Collected data entries:
-- Begin --

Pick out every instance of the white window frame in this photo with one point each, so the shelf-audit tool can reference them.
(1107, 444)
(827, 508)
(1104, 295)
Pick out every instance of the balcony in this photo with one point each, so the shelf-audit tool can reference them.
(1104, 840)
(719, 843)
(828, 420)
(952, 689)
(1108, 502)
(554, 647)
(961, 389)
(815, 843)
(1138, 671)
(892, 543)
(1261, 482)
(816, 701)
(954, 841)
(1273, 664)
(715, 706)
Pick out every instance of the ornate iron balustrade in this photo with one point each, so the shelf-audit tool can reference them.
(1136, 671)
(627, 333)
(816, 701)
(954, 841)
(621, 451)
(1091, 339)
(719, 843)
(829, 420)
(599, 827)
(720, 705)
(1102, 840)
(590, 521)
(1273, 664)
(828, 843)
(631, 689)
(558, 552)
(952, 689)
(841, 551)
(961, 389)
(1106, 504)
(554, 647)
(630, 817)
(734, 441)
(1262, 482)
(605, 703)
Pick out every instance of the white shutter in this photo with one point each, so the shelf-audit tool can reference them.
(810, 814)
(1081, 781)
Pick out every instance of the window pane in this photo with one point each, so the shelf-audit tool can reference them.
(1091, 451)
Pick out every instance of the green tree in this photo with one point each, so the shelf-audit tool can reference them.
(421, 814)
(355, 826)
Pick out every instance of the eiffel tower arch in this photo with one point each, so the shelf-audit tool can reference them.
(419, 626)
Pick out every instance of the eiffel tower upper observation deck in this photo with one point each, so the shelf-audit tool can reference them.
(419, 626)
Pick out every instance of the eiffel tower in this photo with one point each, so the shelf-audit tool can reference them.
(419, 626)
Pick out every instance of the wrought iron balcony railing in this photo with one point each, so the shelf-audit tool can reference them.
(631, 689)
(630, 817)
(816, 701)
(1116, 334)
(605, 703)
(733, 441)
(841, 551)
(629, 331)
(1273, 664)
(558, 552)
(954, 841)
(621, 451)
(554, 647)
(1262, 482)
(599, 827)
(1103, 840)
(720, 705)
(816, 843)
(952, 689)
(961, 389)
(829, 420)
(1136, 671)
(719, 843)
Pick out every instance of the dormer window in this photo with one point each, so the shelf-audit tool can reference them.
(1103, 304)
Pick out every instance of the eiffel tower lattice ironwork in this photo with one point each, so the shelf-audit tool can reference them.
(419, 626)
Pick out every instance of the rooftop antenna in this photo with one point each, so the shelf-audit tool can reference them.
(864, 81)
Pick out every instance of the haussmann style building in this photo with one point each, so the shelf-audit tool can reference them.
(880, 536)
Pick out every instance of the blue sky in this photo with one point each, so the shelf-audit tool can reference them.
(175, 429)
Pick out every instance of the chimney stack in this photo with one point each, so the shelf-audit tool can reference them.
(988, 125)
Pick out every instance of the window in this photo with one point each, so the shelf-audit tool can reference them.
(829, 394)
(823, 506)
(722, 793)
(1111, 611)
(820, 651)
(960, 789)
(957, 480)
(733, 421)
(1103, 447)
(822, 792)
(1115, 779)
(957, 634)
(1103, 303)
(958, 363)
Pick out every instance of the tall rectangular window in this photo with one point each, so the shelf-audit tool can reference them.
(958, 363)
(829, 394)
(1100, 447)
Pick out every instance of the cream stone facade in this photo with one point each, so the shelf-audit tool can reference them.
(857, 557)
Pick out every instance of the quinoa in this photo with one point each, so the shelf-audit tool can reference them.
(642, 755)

-- End --

> _SET TASK_: Rewrite the listing above, replacing "shelf-audit tool" with "catalog tool" throughout and leaving everything else untouched.

> _RESULT_:
Pick out every instance of the white window frame in this photo with one point each, so the catalog tool can reference them.
(1107, 444)
(827, 508)
(1104, 295)
Pick out every instance of the balcony in this photo with one point each, so the catalog tool can reference them.
(1104, 840)
(719, 843)
(828, 420)
(952, 689)
(1108, 502)
(554, 647)
(961, 389)
(815, 843)
(1138, 671)
(892, 543)
(1261, 482)
(816, 701)
(954, 841)
(1273, 664)
(715, 706)
Pick out every instance of the ornate iron balustrade in this photo with one point each, so the catalog tool can reference them.
(1136, 671)
(627, 333)
(816, 701)
(954, 841)
(621, 451)
(1091, 339)
(719, 843)
(829, 420)
(599, 827)
(720, 705)
(1102, 840)
(590, 521)
(1273, 664)
(828, 843)
(631, 689)
(558, 552)
(952, 689)
(841, 551)
(961, 389)
(1106, 504)
(554, 647)
(630, 817)
(734, 441)
(1262, 482)
(605, 703)
Pick out every instance of the white shutter in this photo with one point each, so the catalog tool can reference them.
(810, 814)
(1081, 781)
Pick out every instance of the window pane in this photo with one point each, so the catalog tool can reference them.
(1091, 451)
Pick out every instance of the green tree in this photo with one point each, so the catalog tool can reference them.
(421, 814)
(355, 826)
Pick out every instance of the eiffel tower arch in this photo with one point each, so the catalog tool can reference them.
(419, 626)
Pick out every instance of the eiffel tower upper observation deck in this photo with one point each, so the catalog tool can reference them.
(419, 626)
Pick out every instance of the eiffel tower in this photo with one point each, so the catalog tool can reference them.
(419, 626)
Pick out every instance of the wrought iron balcony railing in this photo with one point each, so the catalog tool can reference them.
(631, 689)
(630, 817)
(816, 701)
(1116, 334)
(605, 703)
(733, 441)
(841, 551)
(629, 331)
(1273, 664)
(558, 552)
(954, 841)
(621, 451)
(554, 647)
(1262, 482)
(599, 827)
(1103, 840)
(720, 705)
(816, 843)
(952, 689)
(961, 389)
(829, 420)
(1136, 671)
(719, 843)
Pick out every instance of the dormer window in this photo with one point each, so the catalog tool can reference them.
(1103, 304)
Pick out every instance of the eiffel tower lattice ironwork in this photo with one point each, so the catalog tool can reference them.
(419, 626)
Pick out every instance of the rooftop antenna in this photo with one point each, so the catalog tool can reference them.
(864, 81)
Pick out every instance of the haussmann style building in this photo with one point each, so the catalog tool can reference them.
(880, 536)
Pick out every instance of the blue sky in this photo with one point each, so the catalog tool can reference them.
(175, 429)
Pick out every instance of the chimney stack in this photo with one point each, so the catalog tool can reference them.
(988, 125)
Pick out every instance of the window in this photo with one point each, so the catalog tool can reference them.
(829, 394)
(823, 506)
(722, 793)
(1111, 611)
(820, 651)
(960, 789)
(957, 480)
(733, 421)
(1103, 447)
(822, 792)
(1115, 779)
(957, 634)
(1103, 303)
(958, 363)
Pick out every instance of the tall rectangular window in this photo with one point each, so the catalog tool can reference them.
(958, 363)
(829, 394)
(1100, 447)
Pick out every instance of the cream stone facade in this photo with one point each, so the catalog tool can reference them.
(857, 557)
Pick out every instance of the quinoa in this photo with one point each, so the catalog tool can reference them.
(642, 755)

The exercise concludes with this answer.